ENTRIES SUPPLIED
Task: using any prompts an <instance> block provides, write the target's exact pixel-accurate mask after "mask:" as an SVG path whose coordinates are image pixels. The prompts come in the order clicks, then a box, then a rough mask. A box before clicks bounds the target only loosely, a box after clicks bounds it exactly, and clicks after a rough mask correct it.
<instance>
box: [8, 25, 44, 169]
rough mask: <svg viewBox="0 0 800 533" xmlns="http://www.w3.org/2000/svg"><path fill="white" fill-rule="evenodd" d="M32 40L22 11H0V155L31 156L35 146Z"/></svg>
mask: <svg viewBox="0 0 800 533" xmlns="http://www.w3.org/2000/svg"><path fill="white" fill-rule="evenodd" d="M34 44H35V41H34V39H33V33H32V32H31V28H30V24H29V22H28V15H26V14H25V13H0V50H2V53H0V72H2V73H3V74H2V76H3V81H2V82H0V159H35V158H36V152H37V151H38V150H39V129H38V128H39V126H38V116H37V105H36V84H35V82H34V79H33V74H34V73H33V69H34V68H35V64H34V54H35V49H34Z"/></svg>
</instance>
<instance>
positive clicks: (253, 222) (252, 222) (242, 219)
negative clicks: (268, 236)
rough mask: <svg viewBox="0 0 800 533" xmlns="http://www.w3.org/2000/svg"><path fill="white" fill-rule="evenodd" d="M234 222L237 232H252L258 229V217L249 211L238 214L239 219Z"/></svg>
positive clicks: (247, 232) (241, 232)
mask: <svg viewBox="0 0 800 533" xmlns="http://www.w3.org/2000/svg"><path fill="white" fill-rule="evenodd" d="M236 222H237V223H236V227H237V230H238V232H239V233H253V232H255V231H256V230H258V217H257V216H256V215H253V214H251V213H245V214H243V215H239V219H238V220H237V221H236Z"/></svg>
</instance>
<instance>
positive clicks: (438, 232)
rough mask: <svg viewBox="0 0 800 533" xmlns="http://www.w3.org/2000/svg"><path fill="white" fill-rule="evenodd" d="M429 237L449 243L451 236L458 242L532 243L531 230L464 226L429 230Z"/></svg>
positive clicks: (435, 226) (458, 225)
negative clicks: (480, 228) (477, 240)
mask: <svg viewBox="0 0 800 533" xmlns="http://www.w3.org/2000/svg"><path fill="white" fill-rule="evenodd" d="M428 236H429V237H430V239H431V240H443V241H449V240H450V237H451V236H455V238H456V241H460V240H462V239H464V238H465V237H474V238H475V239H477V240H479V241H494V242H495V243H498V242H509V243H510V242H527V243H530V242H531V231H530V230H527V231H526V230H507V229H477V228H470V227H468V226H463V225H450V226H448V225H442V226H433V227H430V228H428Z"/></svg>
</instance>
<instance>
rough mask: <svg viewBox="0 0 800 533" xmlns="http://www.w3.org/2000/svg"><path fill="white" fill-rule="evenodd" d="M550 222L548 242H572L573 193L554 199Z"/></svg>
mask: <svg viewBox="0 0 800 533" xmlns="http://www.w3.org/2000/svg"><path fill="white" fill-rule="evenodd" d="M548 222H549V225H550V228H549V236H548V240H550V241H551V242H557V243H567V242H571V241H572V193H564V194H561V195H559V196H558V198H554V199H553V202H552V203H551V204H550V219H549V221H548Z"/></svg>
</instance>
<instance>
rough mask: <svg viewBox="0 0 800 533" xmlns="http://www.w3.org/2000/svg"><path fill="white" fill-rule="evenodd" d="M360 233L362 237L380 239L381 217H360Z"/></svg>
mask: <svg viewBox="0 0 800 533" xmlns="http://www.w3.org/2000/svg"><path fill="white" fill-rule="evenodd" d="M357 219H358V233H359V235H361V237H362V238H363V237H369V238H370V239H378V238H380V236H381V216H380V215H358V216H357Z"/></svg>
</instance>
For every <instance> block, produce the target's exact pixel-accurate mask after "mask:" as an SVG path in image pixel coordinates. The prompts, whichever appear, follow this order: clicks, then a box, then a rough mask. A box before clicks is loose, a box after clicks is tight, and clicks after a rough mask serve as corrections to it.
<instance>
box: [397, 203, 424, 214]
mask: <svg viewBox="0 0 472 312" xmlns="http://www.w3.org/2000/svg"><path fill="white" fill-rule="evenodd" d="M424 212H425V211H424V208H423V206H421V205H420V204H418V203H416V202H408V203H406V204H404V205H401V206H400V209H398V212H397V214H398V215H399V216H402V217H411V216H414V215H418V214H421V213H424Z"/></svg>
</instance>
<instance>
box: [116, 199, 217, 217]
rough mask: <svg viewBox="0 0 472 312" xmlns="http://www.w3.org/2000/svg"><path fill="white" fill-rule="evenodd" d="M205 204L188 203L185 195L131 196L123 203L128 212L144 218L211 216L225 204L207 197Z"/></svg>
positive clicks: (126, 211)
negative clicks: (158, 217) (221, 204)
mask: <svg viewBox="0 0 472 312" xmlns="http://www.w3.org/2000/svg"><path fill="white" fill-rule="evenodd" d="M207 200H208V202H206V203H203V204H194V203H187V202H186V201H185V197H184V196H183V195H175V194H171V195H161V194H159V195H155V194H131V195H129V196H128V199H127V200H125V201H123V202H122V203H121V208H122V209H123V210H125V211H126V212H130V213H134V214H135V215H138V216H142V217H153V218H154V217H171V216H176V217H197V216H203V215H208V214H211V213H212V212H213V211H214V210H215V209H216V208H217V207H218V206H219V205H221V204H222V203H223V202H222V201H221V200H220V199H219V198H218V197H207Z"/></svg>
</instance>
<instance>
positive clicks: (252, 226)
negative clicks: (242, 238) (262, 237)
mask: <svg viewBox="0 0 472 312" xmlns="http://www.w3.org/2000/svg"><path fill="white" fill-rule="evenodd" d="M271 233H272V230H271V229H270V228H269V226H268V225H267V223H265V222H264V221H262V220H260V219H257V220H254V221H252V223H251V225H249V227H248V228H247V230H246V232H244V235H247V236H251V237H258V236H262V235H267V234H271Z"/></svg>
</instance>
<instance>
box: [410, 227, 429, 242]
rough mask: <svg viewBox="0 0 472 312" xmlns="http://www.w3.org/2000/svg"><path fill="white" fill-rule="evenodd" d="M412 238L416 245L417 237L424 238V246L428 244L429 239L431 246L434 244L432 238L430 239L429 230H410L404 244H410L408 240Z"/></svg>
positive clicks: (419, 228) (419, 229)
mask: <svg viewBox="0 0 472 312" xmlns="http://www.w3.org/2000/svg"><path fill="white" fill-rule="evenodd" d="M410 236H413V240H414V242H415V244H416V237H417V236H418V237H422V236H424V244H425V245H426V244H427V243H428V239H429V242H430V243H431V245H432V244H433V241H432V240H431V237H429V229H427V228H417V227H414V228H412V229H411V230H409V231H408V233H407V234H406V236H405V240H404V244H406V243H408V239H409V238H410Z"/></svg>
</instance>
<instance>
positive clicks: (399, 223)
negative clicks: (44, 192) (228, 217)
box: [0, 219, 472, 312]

YOUR TASK
Go through the entries above and count the lines containing the word "then"; give only that count.

YOUR RESPONSE
2